[Task to complete]
Each of the entries should be retyped precisely as it appears.

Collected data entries
┏━━

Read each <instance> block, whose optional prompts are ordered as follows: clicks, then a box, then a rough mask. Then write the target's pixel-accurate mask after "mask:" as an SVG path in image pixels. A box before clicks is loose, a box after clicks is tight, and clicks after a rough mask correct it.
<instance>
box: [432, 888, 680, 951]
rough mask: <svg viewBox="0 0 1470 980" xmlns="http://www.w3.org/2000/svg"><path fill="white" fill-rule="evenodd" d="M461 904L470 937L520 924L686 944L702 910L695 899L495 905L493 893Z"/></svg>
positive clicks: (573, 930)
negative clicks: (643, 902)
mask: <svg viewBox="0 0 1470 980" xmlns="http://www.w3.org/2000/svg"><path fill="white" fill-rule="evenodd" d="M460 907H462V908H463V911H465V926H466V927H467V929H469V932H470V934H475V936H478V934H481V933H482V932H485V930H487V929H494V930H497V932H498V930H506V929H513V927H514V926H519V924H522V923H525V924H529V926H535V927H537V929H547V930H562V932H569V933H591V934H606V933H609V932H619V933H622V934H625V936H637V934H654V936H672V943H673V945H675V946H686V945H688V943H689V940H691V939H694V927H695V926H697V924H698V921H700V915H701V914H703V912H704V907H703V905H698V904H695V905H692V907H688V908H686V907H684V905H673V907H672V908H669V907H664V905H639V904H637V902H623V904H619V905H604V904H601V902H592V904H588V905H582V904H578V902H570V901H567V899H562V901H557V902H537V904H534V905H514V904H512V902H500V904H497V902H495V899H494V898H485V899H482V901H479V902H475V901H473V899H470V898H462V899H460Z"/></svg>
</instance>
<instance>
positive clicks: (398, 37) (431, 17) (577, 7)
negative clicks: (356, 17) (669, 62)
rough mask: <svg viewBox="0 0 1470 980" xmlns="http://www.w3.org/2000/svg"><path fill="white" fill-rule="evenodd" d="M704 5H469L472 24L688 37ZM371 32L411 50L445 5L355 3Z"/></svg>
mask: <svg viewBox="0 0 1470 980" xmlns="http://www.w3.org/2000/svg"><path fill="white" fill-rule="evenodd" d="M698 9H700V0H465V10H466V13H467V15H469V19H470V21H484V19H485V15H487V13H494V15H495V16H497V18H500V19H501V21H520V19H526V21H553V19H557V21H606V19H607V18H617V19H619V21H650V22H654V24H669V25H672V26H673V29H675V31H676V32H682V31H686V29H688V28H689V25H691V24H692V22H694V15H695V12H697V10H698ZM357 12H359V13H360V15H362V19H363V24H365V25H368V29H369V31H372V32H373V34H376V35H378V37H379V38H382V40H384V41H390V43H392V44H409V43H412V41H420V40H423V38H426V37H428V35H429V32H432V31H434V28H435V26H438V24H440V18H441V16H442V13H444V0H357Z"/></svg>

┗━━

[Expected answer]
Read each <instance> block, whose optional prompts are ordered as follows: clicks, then a box, then a rough mask. Then write the target's pixel-accurate mask after "mask:" as an SVG path in image pixels. A box before clicks is loose, a box after clicks is tight, and clicks after a rough mask correct it.
<instance>
box: [432, 888, 680, 951]
rough mask: <svg viewBox="0 0 1470 980" xmlns="http://www.w3.org/2000/svg"><path fill="white" fill-rule="evenodd" d="M461 904L470 937L520 924L686 944L702 910L695 899L495 905L493 893Z"/></svg>
positive clicks: (573, 930)
negative clicks: (643, 902)
mask: <svg viewBox="0 0 1470 980" xmlns="http://www.w3.org/2000/svg"><path fill="white" fill-rule="evenodd" d="M460 907H462V908H463V911H465V926H466V927H467V929H469V932H470V934H475V936H478V934H481V933H482V932H485V930H487V929H494V930H497V932H498V930H506V929H513V927H514V926H519V924H522V923H525V924H529V926H535V927H537V929H547V930H562V932H569V933H591V934H606V933H609V932H619V933H622V934H625V936H637V934H654V936H672V943H673V945H675V946H686V945H688V943H689V940H691V939H694V927H695V926H697V924H698V921H700V915H701V914H703V912H704V907H703V905H698V904H695V905H692V907H688V908H686V907H684V905H673V907H672V908H669V907H664V905H639V904H637V902H623V904H619V905H604V904H601V902H592V904H588V905H582V904H578V902H570V901H567V899H562V901H557V902H537V904H534V905H514V904H512V902H500V904H497V902H495V899H494V898H485V899H482V901H479V902H475V901H473V899H470V898H462V899H460Z"/></svg>
</instance>
<instance>
positive clicks: (398, 37) (431, 17) (577, 7)
negative clicks: (356, 17) (669, 62)
rough mask: <svg viewBox="0 0 1470 980" xmlns="http://www.w3.org/2000/svg"><path fill="white" fill-rule="evenodd" d="M704 5H469L472 24L688 37ZM371 32L411 50L445 5L355 3Z"/></svg>
mask: <svg viewBox="0 0 1470 980" xmlns="http://www.w3.org/2000/svg"><path fill="white" fill-rule="evenodd" d="M698 9H700V0H465V10H466V13H467V15H469V19H470V21H484V19H485V15H487V13H494V15H495V16H497V18H500V19H501V21H520V19H526V21H553V19H557V21H606V19H607V18H617V19H619V21H650V22H654V24H669V25H672V26H673V29H675V31H676V32H682V31H686V29H688V28H689V25H691V24H692V22H694V15H695V12H697V10H698ZM357 12H359V13H360V15H362V19H363V24H365V25H368V29H369V31H372V32H373V34H376V35H378V37H379V38H382V40H384V41H390V43H392V44H409V43H412V41H420V40H423V38H426V37H428V35H429V32H432V31H434V28H435V26H438V24H440V18H441V16H442V13H444V0H357Z"/></svg>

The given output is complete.